**SUPPLIED TEXT**
Secondary school in Perth, Perth and Kinross, Scotland

Bertha Park High School is a non-denominational state comprehensive secondary school in Perth, Scotland.

Planning for the school began in 2013 when Perth and Kinross Council voted to accept Scottish Government funding for a new school in Perth. The school opened in 2019, and was the first new high school in Scotland since 2002.

The school has a focus on digital learning and is the only school in the UK to be part of Microsoft's Flagship Schools program.

== History ==
Planning for a new school in Perth began in 2013 when Perth and Kinross Council voted to accept funding from the Scottish Government's Schools for the Future Programme. In total the project would cost £32.5 million, with the Scottish Government providing £19.6 million.

Construction work on Bertha Park High School started in December 2017. When opened it would be the first new high school in Scotland since Meldrum Academy in Aberdeenshire opened in 2002, and the first in Perth and Kinross since 1972, with other new school buildings having been replacements for pre-existing ones.

The School opened for classes in August 2019, and this was followed by an official opening on 16 January 2020 where Scottish Education Secretary and local MSP John Swinney unveiled an official plaque to commemorate the event. Its first and current Headmaster is Mr Stuart Clyde.

== Grounds and facilities ==
Located on the northern outskirts of Perth the school building is arranged on a north–south axis, with the northern end of the building designed to put learning on show with a taller, highly glazed frontage. In contrast, the rear of the building is lower and backs on to a south-facing playground, in turn, linked to the neighbouring residential area.

**WORK INSTRUCTIONS**
a: List every distinct year named in the text on Bertha Park High School, in the order each first appears.
b: According to the text on Bertha Park High School, how much of the project's total cost did the Scottish Government provide?
c: Continue the text on Bertha Park High School from its last sentence.

**Bounding-box records**
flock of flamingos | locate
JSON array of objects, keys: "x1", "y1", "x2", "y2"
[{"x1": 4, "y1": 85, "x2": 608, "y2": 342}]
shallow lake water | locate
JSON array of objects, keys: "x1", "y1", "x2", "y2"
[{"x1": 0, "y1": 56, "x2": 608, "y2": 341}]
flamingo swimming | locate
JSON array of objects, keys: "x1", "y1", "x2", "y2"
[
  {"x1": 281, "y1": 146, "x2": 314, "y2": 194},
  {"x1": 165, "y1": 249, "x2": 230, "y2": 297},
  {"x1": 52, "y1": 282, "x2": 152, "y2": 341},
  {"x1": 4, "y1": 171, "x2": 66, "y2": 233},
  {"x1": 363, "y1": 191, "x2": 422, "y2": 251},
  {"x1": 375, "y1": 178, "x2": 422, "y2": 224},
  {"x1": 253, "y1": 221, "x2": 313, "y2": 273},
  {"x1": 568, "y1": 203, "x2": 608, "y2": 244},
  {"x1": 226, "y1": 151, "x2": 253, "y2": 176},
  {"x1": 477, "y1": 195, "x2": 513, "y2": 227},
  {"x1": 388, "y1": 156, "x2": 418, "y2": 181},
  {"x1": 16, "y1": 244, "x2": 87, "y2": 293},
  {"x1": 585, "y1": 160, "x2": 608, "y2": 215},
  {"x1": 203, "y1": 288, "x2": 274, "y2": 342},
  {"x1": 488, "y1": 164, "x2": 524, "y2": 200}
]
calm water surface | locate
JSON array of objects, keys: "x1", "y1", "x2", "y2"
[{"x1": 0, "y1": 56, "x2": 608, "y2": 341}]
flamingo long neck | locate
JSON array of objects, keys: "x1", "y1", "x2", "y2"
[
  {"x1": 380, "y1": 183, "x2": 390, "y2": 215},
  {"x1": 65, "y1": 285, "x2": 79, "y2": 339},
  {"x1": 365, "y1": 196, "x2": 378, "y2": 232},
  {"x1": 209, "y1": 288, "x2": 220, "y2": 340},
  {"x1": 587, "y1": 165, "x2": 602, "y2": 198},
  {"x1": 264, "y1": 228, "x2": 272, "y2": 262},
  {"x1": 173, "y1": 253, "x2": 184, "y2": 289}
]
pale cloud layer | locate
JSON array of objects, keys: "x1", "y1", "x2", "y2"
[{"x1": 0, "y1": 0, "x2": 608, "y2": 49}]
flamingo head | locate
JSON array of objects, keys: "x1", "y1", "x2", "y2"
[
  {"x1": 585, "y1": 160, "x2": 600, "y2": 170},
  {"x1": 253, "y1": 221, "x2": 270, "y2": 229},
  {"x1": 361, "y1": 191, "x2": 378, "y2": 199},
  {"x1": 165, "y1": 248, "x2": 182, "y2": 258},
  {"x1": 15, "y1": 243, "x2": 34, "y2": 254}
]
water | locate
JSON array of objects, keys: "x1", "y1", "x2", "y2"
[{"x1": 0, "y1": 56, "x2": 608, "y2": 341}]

**EXPECTED ANSWERS**
a: 2013, 2019, 2002, 2017, 1972, 2020

b: £19.6 million

c:
Upon opening the school facilities included a sports hall, multi-use games hall, gym, synthetic sports pitches, and an amphitheatre.

== Curriculum and teaching ==
As a state school in Scotland, Bertha Park teaches the Curriculum for Excellence, as set out by the Scottish Government.

The school is unusual in the local area as only teaching four subjects a day, and has an emphasis on digital learning. This was supported by the provision of iPads to all the students when the school opened, provided as part of a two-year research project by the University of the Highlands and Islands intended to study the effect of such devices being used within teaching and learning. The local council intends to use the results of this study to examine the benefits of this approach into the future. At the same time, students are required to lock their own phones in lockers during school hours, which the school says will improve their learning, with the content available via the iPads being restricted by the council and teachers being able to control their use in class.

== Awards and recognition ==
In September 2018 it was announced that the school would be one of the first 17 Microsoft Flagship Schools, where it is hoped schools will be able to innovate new ways of using technology in teaching. Bertha Park was the only school in the UK to be selected.

In 2019 the school won the Scottish Transforming Learning Award.

== General sources ==
- Anderson, Kathryn (2020). "Students show off brilliant Bertha Park High School in Perth"
- Clark, Rachel. "'A whole new way of learning' at Bertha Park"
- Clark, Rachel. "Very special start to term at Bertha Park High School in Perth"
- The Good Schools Guide (2018). "Scottish education system"
- Maher, Ryan (2018). "Perth's newest secondary Bertha Park High School ahead of schedule"
- O'Sullivan, Kevin (2019). "Scotland's newest high school to lock down pupils' phones as part of social media 'detox' plan"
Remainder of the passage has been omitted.